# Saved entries
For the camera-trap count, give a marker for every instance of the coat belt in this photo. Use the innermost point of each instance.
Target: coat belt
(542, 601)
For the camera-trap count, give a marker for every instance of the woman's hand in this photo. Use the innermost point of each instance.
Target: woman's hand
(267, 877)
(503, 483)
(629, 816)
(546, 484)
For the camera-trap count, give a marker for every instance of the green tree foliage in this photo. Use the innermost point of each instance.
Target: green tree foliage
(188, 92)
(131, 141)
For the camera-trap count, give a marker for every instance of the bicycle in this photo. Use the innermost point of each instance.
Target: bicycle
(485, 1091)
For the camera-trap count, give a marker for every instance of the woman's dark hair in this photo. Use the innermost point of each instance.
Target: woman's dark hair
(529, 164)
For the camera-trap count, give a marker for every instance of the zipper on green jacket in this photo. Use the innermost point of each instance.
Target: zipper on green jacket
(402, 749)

# Problem
Give back, unchanged, every line from the one with "Target: green tree foliage" to the end of the entries above.

# Output of the exercise
Target: green tree foliage
(188, 92)
(131, 141)
For the camera-trap count, give a marker for every instance of the bicycle in this photo. Use the innermost point of each instance.
Target: bicycle
(485, 1091)
For the camera-trap count, give a marker for every instance of the woman's dark hair in this photo. Use the innermost point of each instance.
Target: woman's dark hair
(529, 164)
For the camera-trap count, give a marker for every instance of the zipper on green jacket in this photo. Use the innermost point of each instance.
Target: zipper on green jacket
(402, 749)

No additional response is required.